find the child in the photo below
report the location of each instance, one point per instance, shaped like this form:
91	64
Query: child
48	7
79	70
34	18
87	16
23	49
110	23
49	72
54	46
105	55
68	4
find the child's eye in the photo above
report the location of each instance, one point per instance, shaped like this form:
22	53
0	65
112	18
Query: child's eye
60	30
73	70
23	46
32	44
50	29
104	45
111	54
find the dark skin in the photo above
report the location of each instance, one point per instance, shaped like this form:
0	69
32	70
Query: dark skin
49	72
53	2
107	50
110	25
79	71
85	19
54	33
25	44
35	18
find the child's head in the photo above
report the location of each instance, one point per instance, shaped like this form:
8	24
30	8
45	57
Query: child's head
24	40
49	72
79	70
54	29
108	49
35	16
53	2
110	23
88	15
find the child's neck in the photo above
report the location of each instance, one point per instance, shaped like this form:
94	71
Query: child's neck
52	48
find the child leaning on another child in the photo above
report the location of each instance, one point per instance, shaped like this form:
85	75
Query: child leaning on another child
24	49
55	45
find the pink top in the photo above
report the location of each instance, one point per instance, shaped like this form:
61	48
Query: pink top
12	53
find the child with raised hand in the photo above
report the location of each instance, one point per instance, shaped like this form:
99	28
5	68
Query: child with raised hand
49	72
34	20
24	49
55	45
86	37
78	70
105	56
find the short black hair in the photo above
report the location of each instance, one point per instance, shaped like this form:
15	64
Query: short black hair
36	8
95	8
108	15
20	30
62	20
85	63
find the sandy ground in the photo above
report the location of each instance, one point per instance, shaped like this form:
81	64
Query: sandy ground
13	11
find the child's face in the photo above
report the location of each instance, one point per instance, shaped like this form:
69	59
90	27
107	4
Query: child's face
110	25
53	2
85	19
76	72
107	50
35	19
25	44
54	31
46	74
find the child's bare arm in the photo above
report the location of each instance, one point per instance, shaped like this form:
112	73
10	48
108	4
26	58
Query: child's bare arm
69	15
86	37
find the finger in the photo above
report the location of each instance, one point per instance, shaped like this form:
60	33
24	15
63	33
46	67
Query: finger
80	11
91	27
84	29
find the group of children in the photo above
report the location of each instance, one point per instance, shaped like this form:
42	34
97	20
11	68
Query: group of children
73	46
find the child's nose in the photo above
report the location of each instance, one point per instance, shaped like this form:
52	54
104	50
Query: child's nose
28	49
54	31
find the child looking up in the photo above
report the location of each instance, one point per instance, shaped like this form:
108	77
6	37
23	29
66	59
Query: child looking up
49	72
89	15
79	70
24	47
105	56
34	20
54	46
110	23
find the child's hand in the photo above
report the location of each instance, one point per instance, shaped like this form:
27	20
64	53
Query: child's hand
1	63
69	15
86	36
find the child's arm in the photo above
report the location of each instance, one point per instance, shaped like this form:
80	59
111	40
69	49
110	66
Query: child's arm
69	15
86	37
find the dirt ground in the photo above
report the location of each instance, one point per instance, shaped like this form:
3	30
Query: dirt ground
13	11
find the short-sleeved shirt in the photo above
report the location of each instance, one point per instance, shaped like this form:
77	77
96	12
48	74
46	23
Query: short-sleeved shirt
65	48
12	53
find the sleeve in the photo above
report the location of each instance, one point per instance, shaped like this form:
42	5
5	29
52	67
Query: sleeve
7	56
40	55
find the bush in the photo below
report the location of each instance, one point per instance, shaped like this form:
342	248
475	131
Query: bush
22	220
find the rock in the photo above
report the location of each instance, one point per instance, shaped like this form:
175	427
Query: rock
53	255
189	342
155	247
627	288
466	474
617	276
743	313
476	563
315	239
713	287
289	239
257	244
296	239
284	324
########################################
BRIEF: Report every line in the listing that holds the word "below".

EXERCISE RESULT:
find the child in the photo below
find the bush in the photo below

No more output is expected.